* Given task
Reproduce the following listing line for line, with no changes.

[Records contained in a dataset]
┄┄┄┄┄┄┄┄┄┄┄┄┄┄┄┄┄┄┄┄

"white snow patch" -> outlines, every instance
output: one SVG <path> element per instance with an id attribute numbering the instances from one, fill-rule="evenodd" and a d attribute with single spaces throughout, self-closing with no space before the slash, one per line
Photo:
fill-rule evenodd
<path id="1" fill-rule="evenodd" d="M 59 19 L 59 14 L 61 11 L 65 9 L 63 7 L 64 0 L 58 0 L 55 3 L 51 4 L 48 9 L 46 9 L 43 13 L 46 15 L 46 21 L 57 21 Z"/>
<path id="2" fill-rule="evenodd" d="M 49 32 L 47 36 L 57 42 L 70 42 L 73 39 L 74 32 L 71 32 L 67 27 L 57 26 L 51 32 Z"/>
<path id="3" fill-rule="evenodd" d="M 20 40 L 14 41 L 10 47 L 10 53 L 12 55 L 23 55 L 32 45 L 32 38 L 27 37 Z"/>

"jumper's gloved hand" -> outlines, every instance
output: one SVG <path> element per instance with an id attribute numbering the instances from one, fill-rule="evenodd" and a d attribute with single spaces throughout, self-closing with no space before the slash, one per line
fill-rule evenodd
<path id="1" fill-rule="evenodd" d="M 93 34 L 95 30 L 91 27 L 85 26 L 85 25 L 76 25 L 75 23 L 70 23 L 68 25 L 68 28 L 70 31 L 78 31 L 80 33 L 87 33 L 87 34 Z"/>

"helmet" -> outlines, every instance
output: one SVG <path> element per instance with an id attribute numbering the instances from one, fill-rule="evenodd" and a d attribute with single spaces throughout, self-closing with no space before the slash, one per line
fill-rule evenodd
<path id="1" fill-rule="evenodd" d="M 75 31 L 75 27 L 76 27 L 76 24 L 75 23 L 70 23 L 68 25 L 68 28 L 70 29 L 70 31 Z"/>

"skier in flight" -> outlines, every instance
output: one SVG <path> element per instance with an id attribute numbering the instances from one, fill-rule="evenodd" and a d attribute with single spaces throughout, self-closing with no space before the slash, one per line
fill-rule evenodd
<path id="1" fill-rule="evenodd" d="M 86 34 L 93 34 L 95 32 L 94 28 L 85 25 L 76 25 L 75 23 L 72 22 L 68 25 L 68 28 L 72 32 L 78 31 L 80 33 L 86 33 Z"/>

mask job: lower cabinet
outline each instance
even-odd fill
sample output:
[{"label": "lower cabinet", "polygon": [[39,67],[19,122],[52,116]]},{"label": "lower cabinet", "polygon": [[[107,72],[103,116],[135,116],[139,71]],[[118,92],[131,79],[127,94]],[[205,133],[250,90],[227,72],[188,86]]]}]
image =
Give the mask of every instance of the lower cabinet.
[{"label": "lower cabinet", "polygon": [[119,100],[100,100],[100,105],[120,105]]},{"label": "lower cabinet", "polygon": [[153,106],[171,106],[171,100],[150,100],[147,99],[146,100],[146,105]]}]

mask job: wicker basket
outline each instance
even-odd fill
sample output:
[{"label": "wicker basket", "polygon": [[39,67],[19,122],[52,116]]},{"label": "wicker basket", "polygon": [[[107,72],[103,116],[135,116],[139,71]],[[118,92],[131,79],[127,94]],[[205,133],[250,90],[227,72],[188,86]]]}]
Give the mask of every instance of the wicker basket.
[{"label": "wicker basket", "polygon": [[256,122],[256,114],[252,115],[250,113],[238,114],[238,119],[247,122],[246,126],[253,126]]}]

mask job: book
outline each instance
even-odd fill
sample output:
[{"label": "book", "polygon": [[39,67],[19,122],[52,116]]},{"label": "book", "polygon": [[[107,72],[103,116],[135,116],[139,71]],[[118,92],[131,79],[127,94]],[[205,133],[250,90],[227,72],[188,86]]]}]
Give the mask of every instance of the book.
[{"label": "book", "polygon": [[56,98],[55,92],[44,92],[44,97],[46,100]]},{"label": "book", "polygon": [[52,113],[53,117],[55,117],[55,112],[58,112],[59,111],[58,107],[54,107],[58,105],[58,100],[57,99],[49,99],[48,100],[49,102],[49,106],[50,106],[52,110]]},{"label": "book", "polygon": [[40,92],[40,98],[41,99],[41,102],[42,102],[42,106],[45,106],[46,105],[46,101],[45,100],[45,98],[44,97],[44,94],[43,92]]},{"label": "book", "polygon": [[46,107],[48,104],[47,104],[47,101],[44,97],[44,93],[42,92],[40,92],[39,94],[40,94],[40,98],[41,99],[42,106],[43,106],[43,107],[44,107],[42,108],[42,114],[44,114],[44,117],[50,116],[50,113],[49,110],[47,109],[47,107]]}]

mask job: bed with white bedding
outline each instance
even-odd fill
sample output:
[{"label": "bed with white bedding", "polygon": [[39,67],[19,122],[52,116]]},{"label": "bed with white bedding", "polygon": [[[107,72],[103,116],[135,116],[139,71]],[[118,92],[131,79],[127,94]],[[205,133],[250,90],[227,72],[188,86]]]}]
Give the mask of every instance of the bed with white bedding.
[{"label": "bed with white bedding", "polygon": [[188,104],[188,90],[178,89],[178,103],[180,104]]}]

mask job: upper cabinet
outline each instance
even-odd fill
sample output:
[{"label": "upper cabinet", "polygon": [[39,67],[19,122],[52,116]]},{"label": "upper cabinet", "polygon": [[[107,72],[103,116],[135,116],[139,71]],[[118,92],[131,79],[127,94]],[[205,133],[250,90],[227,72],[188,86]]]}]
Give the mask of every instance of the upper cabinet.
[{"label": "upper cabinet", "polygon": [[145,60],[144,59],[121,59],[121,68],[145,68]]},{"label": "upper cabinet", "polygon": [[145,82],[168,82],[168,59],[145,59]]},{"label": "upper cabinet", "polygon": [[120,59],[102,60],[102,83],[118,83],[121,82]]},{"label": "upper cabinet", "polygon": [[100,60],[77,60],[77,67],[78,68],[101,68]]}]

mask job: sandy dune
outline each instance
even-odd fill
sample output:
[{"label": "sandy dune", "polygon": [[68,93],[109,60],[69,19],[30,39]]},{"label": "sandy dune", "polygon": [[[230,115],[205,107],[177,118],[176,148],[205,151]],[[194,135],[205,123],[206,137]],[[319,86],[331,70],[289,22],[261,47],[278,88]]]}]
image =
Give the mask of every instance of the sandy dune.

┄┄┄┄┄┄┄┄┄┄┄┄┄┄┄┄┄┄┄┄

* Exercise solution
"white snow patch" -> outlines, every instance
output: one SVG <path> element per instance with an id attribute numbering the instances from one, fill-rule="evenodd" and a d attribute with single spaces throughout, self-closing with no space before the slash, one per line
Photo:
fill-rule evenodd
<path id="1" fill-rule="evenodd" d="M 59 19 L 59 14 L 61 11 L 65 9 L 63 7 L 64 0 L 58 0 L 55 3 L 51 4 L 48 9 L 46 9 L 43 13 L 46 15 L 46 21 L 57 21 Z"/>
<path id="2" fill-rule="evenodd" d="M 49 32 L 47 36 L 57 42 L 70 42 L 73 39 L 74 32 L 71 32 L 67 27 L 57 26 L 51 32 Z"/>
<path id="3" fill-rule="evenodd" d="M 20 40 L 14 41 L 10 47 L 10 53 L 12 55 L 23 55 L 32 45 L 32 38 L 27 37 Z"/>

"jumper's gloved hand" -> outlines, every instance
output: one SVG <path> element per instance with an id attribute numbering the instances from one, fill-rule="evenodd" and a d attribute with single spaces throughout, self-closing with no space before the slash, one per line
fill-rule evenodd
<path id="1" fill-rule="evenodd" d="M 93 34 L 95 30 L 91 27 L 85 26 L 85 25 L 76 25 L 75 23 L 70 23 L 68 25 L 68 28 L 70 31 L 78 31 L 80 33 L 87 33 L 87 34 Z"/>

"helmet" -> outlines, every instance
output: one SVG <path> element per instance with an id attribute numbering the instances from one, fill-rule="evenodd" and a d attribute with single spaces throughout, self-closing with no space before the slash, one per line
fill-rule evenodd
<path id="1" fill-rule="evenodd" d="M 75 31 L 75 27 L 76 27 L 76 24 L 75 23 L 70 23 L 68 25 L 68 28 L 70 29 L 70 31 Z"/>

"skier in flight" -> outlines, every instance
output: one SVG <path> element per instance with an id attribute numbering the instances from one, fill-rule="evenodd" and a d attribute with single spaces throughout, self-closing with no space before the slash, one per line
fill-rule evenodd
<path id="1" fill-rule="evenodd" d="M 86 34 L 93 34 L 95 32 L 94 28 L 85 25 L 76 25 L 75 23 L 72 22 L 68 25 L 68 28 L 72 32 L 78 31 L 80 33 L 86 33 Z"/>

mask job: lower cabinet
outline each instance
even-odd fill
sample output:
[{"label": "lower cabinet", "polygon": [[39,67],[19,122],[52,116]]},{"label": "lower cabinet", "polygon": [[[107,72],[103,116],[135,116],[139,71]],[[118,92],[131,79],[127,94]],[[205,133],[250,90],[227,72],[188,86]]]}]
image =
Give the mask of every instance of the lower cabinet.
[{"label": "lower cabinet", "polygon": [[119,100],[100,100],[100,105],[120,105]]},{"label": "lower cabinet", "polygon": [[153,106],[171,106],[171,100],[150,100],[147,99],[146,100],[146,105]]}]

mask job: wicker basket
outline each instance
even-odd fill
sample output:
[{"label": "wicker basket", "polygon": [[39,67],[19,122],[52,116]]},{"label": "wicker basket", "polygon": [[[107,72],[103,116],[135,116],[139,71]],[[118,92],[131,79],[127,94]],[[205,133],[250,90],[227,72],[188,86]]]}]
Give the mask of every instance of the wicker basket.
[{"label": "wicker basket", "polygon": [[256,122],[256,114],[252,115],[250,113],[238,114],[238,119],[247,122],[246,126],[253,126]]}]

mask job: book
outline each instance
even-odd fill
sample output:
[{"label": "book", "polygon": [[39,67],[19,122],[52,116]]},{"label": "book", "polygon": [[[107,72],[103,116],[135,116],[139,71]],[[118,92],[131,79],[127,94]],[[205,133],[250,90],[227,72],[188,86]]]}]
Give the mask of every instance of the book.
[{"label": "book", "polygon": [[56,98],[55,92],[44,92],[44,97],[46,100]]},{"label": "book", "polygon": [[52,113],[53,117],[55,117],[55,112],[58,112],[59,111],[58,107],[54,107],[58,105],[58,100],[57,99],[49,99],[48,100],[49,102],[49,106],[50,106],[52,110]]},{"label": "book", "polygon": [[40,92],[40,98],[41,99],[41,102],[42,102],[42,106],[45,106],[46,105],[46,101],[45,100],[45,98],[44,97],[44,94],[43,92]]},{"label": "book", "polygon": [[46,107],[48,104],[47,104],[47,101],[44,97],[44,93],[42,92],[40,92],[39,94],[40,94],[40,98],[41,99],[42,106],[43,106],[43,107],[44,107],[42,108],[42,114],[44,114],[44,117],[50,116],[50,113],[49,110],[47,109],[47,107]]}]

mask job: bed with white bedding
outline each instance
even-odd fill
sample output:
[{"label": "bed with white bedding", "polygon": [[39,67],[19,122],[52,116]]},{"label": "bed with white bedding", "polygon": [[[107,72],[103,116],[135,116],[139,71]],[[118,92],[131,79],[127,94]],[[205,133],[250,90],[227,72],[188,86]]]}]
Give the mask of every instance of the bed with white bedding.
[{"label": "bed with white bedding", "polygon": [[188,104],[188,90],[178,89],[178,103],[180,104]]}]

mask job: upper cabinet
outline each instance
even-odd fill
sample output:
[{"label": "upper cabinet", "polygon": [[39,67],[19,122],[52,116]]},{"label": "upper cabinet", "polygon": [[[107,72],[103,116],[135,116],[139,71]],[[118,92],[131,79],[127,94]],[[205,133],[250,90],[227,72],[188,86]]]}]
Give the mask of every instance of the upper cabinet.
[{"label": "upper cabinet", "polygon": [[145,60],[144,59],[121,59],[121,68],[145,68]]},{"label": "upper cabinet", "polygon": [[145,82],[168,82],[168,59],[145,59]]},{"label": "upper cabinet", "polygon": [[120,59],[102,60],[102,83],[118,83],[121,82]]},{"label": "upper cabinet", "polygon": [[100,60],[77,60],[77,67],[78,68],[101,68]]}]

mask job: sandy dune
outline each instance
even-odd fill
sample output:
[{"label": "sandy dune", "polygon": [[68,93],[109,60],[69,19],[30,39]]},{"label": "sandy dune", "polygon": [[[230,115],[205,107],[177,118],[176,148],[205,151]],[[194,135],[205,123],[206,137]],[[319,86],[331,70],[289,22],[261,47],[278,88]]]}]
image =
Give the mask of every instance of the sandy dune.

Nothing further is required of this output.